■ What is needed
Recast all the records below as a numbered list, dropping any blank lines and leaving out the pictures.

■ Records for the exercise
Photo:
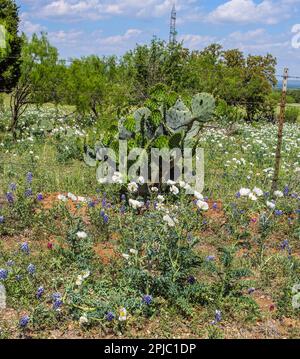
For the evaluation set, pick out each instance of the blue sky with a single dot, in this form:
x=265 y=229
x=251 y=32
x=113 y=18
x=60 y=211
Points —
x=103 y=27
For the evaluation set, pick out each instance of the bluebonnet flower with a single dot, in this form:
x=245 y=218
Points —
x=147 y=299
x=106 y=218
x=57 y=301
x=28 y=192
x=284 y=244
x=10 y=197
x=3 y=274
x=91 y=204
x=286 y=190
x=123 y=209
x=104 y=203
x=218 y=317
x=57 y=304
x=25 y=248
x=24 y=321
x=29 y=177
x=13 y=187
x=148 y=203
x=189 y=238
x=110 y=316
x=191 y=280
x=31 y=269
x=40 y=292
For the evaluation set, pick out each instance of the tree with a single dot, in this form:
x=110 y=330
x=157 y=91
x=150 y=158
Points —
x=10 y=54
x=94 y=85
x=157 y=63
x=38 y=73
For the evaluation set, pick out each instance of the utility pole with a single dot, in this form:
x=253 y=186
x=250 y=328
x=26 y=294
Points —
x=173 y=33
x=280 y=130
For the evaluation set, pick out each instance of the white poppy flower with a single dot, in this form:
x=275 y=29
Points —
x=81 y=235
x=170 y=182
x=154 y=189
x=202 y=205
x=171 y=222
x=271 y=205
x=123 y=315
x=141 y=180
x=160 y=198
x=244 y=192
x=83 y=320
x=258 y=191
x=252 y=197
x=133 y=187
x=278 y=194
x=174 y=190
x=135 y=204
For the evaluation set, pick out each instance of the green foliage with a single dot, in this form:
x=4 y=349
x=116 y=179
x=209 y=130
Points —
x=292 y=114
x=10 y=55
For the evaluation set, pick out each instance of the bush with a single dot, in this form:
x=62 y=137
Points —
x=291 y=114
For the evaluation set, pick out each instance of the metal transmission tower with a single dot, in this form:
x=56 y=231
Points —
x=173 y=32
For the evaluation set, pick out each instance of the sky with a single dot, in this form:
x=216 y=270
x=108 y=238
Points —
x=105 y=27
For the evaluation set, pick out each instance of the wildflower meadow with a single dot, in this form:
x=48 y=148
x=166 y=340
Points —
x=102 y=242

■ Output for this task
1. Photo:
2. For the evaluation set, pick out each instance of the blue sky with a single dot, in this form:
3. x=265 y=229
4. x=251 y=32
5. x=113 y=18
6. x=60 y=211
7. Points —
8. x=103 y=27
9. For the evaluation set, pick out each instance of the bluebonnet flower with a single dot, in this form:
10. x=245 y=218
11. Points —
12. x=147 y=299
13. x=106 y=218
14. x=57 y=301
15. x=28 y=192
16. x=284 y=244
17. x=10 y=197
18. x=3 y=274
19. x=91 y=204
20. x=286 y=190
21. x=123 y=209
22. x=104 y=203
23. x=218 y=317
24. x=57 y=304
25. x=25 y=248
26. x=24 y=321
27. x=29 y=177
28. x=13 y=187
29. x=148 y=203
30. x=189 y=238
31. x=110 y=316
32. x=191 y=280
33. x=31 y=269
34. x=40 y=292
35. For the evaluation set, pick out each instance of the tree with a single dot, in this form:
36. x=110 y=330
37. x=157 y=91
38. x=150 y=158
39. Points —
40. x=10 y=54
41. x=94 y=85
42. x=157 y=63
43. x=38 y=73
44. For the evaluation set, pick out each instance of the utility pole with a single dot, in this form:
45. x=253 y=186
46. x=250 y=328
47. x=26 y=294
48. Points —
49. x=173 y=33
50. x=280 y=130
51. For the evaluation set, pick out each instance of the white poppy flower with a single dot, in this form:
52. x=275 y=29
53. Points —
54. x=81 y=235
55. x=170 y=182
56. x=154 y=189
57. x=202 y=205
58. x=171 y=222
59. x=271 y=205
60. x=123 y=315
61. x=141 y=180
62. x=160 y=198
63. x=244 y=192
64. x=83 y=320
65. x=258 y=191
66. x=252 y=197
67. x=133 y=187
68. x=278 y=194
69. x=174 y=190
70. x=135 y=204
71. For the evaluation set, pick out each instance of the green foliage with a single dot, in this form:
72. x=4 y=349
73. x=116 y=179
74. x=209 y=130
75. Points —
76. x=292 y=114
77. x=10 y=55
78. For the evaluation set, pick out each instance of the bush with a single dot, in this form:
79. x=62 y=137
80. Points —
81. x=291 y=114
82. For the evaluation set, pick out each instance of the metal transmission tower with a single dot, in this form:
83. x=56 y=231
84. Points —
85. x=173 y=32
86. For the evaluation set, pick out each instance of the sky with a single dot, in this form:
87. x=216 y=270
88. x=108 y=238
89. Points —
90. x=105 y=27
91. For the evaluation set, pick out each instance of the wildflower meadow with a single dot, in this form:
92. x=48 y=148
93. x=166 y=340
94. Points —
95. x=102 y=242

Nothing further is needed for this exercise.